--- GOAL ---
Count the lines in the material below that contain the string "grill", treating uppercase and lowercase letters as different, and reply with the number alone.
··· RECORDED INFORMATION
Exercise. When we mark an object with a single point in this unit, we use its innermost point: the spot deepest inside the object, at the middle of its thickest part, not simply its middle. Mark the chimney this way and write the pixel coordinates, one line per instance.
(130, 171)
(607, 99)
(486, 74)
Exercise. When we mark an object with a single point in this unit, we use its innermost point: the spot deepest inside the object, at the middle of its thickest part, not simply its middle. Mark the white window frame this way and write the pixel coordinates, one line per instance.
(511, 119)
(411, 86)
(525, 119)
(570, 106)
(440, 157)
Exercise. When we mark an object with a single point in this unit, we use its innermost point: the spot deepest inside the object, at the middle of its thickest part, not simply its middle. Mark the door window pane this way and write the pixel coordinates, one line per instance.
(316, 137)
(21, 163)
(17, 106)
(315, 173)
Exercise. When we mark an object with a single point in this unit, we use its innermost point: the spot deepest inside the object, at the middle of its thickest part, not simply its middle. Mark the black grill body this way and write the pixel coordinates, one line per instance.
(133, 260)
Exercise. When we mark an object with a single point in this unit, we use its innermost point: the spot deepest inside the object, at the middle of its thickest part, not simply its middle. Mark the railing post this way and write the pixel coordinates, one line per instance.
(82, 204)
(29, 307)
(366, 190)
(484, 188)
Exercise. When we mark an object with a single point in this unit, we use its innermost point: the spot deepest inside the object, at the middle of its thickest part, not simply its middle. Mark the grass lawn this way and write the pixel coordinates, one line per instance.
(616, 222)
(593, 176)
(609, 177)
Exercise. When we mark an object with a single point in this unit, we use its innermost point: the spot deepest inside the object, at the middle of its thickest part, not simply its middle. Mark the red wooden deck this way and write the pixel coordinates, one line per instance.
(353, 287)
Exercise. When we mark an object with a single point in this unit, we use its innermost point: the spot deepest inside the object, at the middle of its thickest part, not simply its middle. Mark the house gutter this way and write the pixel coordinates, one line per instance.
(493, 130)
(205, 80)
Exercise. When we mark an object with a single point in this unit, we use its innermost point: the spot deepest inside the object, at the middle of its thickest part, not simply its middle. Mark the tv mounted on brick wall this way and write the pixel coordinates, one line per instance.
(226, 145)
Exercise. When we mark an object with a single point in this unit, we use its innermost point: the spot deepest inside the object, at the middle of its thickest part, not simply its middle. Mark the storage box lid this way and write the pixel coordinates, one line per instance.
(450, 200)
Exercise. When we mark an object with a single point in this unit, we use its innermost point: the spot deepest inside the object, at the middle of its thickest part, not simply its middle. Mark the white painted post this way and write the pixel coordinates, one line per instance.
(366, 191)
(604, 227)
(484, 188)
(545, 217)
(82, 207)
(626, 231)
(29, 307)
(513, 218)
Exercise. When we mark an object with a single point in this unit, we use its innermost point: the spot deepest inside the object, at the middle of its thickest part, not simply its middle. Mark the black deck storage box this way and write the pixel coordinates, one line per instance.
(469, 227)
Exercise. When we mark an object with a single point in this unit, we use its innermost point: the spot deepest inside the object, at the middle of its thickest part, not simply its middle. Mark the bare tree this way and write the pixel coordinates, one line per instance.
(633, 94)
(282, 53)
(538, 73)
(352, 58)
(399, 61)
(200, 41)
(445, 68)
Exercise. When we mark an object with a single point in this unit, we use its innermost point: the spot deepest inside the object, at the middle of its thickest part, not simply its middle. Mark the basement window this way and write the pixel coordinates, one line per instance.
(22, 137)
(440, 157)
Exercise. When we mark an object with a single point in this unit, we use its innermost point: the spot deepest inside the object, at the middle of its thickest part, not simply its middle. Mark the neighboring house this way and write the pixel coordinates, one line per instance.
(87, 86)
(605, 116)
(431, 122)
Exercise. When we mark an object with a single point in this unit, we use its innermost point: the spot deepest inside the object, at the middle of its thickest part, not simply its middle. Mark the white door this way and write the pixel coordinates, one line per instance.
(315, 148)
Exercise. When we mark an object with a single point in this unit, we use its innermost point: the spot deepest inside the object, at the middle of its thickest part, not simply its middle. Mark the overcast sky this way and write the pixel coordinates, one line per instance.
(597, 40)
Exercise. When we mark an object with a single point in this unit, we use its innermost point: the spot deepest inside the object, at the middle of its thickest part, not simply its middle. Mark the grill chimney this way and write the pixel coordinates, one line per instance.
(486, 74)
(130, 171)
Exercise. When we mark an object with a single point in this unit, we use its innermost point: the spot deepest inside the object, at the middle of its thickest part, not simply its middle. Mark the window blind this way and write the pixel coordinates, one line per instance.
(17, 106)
······
··· RECORDED INFORMATION
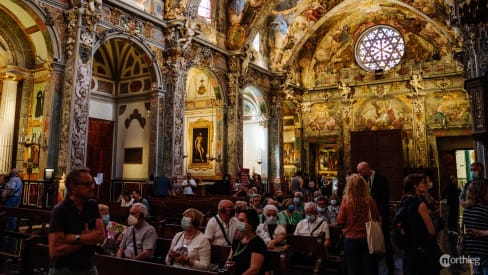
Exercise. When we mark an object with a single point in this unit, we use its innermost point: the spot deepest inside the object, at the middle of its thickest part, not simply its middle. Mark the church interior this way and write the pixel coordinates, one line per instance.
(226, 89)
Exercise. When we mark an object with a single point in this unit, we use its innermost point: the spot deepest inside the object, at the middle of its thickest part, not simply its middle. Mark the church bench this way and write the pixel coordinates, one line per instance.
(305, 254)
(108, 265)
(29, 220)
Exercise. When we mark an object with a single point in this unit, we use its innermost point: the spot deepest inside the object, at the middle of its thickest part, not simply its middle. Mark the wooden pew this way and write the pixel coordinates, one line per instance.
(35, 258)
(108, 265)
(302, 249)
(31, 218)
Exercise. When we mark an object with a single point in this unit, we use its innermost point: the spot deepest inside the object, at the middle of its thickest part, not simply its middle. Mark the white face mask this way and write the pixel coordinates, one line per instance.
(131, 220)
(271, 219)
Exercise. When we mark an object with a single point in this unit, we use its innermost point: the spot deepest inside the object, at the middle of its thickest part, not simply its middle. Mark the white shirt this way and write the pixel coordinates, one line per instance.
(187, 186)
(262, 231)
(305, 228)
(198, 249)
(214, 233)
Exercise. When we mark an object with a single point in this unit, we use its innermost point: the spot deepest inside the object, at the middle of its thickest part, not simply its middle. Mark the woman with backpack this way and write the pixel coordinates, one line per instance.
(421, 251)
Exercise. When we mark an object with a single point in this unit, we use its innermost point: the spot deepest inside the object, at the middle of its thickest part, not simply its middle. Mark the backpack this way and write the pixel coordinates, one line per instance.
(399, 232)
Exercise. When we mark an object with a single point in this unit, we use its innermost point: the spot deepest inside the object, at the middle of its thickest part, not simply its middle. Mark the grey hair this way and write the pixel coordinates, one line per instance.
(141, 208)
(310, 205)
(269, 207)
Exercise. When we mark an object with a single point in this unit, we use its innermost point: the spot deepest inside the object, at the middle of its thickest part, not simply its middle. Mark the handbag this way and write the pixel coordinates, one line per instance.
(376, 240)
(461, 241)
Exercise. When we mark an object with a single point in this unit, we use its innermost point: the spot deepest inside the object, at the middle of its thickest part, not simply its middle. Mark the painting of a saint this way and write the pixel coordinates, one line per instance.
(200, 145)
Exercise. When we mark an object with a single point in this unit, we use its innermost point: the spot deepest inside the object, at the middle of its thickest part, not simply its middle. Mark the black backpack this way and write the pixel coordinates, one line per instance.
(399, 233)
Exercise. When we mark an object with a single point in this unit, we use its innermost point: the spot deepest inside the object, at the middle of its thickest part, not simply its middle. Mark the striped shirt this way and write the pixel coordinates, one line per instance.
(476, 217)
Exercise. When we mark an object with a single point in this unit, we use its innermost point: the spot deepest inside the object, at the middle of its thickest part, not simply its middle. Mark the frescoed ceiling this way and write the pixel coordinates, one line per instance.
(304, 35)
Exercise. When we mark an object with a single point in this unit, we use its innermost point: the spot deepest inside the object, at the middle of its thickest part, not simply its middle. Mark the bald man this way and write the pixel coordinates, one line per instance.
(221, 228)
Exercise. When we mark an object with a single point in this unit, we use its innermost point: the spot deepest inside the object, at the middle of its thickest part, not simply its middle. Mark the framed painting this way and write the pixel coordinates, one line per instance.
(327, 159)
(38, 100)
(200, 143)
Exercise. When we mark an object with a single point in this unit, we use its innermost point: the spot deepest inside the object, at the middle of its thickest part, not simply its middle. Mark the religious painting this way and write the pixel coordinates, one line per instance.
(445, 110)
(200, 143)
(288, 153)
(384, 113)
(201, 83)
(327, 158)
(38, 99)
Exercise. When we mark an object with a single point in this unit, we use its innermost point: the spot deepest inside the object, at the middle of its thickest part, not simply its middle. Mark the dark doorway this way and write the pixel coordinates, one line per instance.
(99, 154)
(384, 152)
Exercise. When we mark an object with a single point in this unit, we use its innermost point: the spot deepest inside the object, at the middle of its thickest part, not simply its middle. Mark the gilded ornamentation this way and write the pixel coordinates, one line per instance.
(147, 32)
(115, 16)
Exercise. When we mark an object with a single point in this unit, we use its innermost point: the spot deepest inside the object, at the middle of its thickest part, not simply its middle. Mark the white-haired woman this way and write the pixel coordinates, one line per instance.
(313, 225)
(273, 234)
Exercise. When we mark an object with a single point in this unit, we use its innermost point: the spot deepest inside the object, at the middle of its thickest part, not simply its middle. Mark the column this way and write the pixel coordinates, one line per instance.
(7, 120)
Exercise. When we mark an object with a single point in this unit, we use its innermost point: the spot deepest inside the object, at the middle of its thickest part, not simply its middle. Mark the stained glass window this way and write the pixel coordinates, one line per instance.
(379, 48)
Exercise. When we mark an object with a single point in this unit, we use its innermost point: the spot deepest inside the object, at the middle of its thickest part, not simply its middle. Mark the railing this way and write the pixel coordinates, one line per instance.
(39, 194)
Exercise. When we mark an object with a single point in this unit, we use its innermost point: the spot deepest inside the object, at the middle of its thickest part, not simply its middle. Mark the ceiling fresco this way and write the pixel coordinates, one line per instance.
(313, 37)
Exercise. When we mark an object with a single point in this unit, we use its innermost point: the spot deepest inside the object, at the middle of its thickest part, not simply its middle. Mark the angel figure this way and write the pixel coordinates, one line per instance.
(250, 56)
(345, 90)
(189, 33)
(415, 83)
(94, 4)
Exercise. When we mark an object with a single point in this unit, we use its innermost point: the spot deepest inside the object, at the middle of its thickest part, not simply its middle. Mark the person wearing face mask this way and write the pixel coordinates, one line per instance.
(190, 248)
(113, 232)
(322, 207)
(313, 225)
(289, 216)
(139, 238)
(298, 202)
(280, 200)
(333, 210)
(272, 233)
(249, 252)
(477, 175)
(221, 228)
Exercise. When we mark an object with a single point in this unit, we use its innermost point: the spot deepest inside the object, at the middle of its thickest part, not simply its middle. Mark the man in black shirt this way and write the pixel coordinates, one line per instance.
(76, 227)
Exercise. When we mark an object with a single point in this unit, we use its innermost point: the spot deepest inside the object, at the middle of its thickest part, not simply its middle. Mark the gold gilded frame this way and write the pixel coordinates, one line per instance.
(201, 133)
······
--- THE OUTPUT ---
2